*Trecho fornecido*:
Há uma simplicidade um tanto sofisticada nesse jeito de ser. Uma ausência de protagonismo, substituído pela importância do coletivo, reafirmada em pequenos pactos de não-agressão. Na comunicação pública e privada, no reconhecimento das condutas que orientam a vida comum, no uso respeitoso de espaços.
Ah o espaço! O espaço talvez seja o fator determinante na delicada harmonia sensorial e estética japonesa. Ele tem um nome, Ma. Trata-se da noção conjunta de espaço e tempo, o intervalo entre duas ações ou eventos, ou também um vazio espacial. “Ma não faz parte da lógica linear, mas daquela coordenada por relações; não se apresenta como conceito, mas como um modus operandi vivo no cotidiano dos japoneses.”4
Desde minha vida passada como planejadora de marcas me fascina o design japonês, e o motivo desse fascínio é exatamente esse respiro espacial, que tanto faz por todos os elementos da composição. O vazio tem função.
Ma é uma das leituras do ideograma 間, representado por dois kanjis: o sol 日 e o portal 門. “Ma possui múltiplas semânticas - uma delas é a do espaço de possibilidade e disponibilidade e outra é a de espaços intervalares, que desconstrói o pensamento dual e aposta na possibilidade de um espaço intermediário que pode ser concomitantemente as duas coisas.”5
Um exemplo de Ma é a função do espaço entre a entrada de um templo xintoísta, onde encontramos invariavelmente um portal, o torii, e o templo em si. Percorrer esse caminho é uma atitude simultaneamente externa e interna: a cada passo, nos aproximamos de um espaço sagrado, e nos distanciamos de questões mundanas. É necessário se encontrar com o templo em uma atitude de esvaziamento, e o caminho oferece tempo de preparo interno para cada visitante.

*Exercícios propostos*:
#1 Responda com base no trecho sobre o conceito japonês de Ma:
(a) Que nome recebe o espaço?
(b) Quais são os dois kanjis que representam o ideograma 間?
(c) Como se chama o portal na entrada de um templo xintoísta?
#2 Resuma em duas frases o trecho sobre o conceito japonês de Ma.

*Dados fornecidos*:

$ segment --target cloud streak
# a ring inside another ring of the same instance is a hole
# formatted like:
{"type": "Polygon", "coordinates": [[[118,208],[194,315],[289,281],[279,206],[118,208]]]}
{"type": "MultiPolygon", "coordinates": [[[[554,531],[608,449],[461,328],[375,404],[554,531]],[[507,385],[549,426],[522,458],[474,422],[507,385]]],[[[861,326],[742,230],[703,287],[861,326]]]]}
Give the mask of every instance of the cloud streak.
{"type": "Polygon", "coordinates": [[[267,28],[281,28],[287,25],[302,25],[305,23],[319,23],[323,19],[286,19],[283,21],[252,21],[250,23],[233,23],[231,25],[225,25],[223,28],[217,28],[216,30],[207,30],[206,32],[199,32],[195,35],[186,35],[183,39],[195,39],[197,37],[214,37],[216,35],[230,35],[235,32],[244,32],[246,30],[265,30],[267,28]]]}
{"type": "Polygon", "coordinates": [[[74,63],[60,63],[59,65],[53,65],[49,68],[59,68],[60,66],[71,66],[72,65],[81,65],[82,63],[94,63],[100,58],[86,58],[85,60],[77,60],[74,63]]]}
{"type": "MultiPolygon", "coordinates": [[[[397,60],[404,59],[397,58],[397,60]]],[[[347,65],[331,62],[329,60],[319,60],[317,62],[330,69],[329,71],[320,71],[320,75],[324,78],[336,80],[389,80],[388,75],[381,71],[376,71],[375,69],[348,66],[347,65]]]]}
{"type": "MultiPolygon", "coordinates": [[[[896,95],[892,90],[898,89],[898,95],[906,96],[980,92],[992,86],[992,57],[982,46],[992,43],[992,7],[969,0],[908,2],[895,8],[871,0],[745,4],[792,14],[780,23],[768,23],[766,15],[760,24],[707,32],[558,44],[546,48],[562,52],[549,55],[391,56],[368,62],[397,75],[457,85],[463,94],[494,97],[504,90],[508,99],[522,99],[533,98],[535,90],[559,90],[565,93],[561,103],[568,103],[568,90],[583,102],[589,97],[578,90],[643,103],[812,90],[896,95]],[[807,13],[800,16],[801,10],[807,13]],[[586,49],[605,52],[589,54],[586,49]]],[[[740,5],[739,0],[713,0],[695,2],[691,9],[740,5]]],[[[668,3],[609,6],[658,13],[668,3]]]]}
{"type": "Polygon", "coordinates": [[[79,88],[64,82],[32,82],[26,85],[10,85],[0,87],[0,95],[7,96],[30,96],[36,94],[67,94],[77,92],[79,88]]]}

*Resultados*:
#1
(a) Ma.
(b) O sol 日 e o portal 門.
(c) Torii.

#2 O espaço, chamado Ma, talvez seja o fator determinante na harmonia sensorial e estética japonesa. Ele designa a noção conjunta de espaço e tempo, ou um vazio espacial, e um exemplo é o caminho entre o torii e o templo xintoísta, que dá a cada visitante tempo de preparo interno para chegar ao espaço sagrado em atitude de esvaziamento.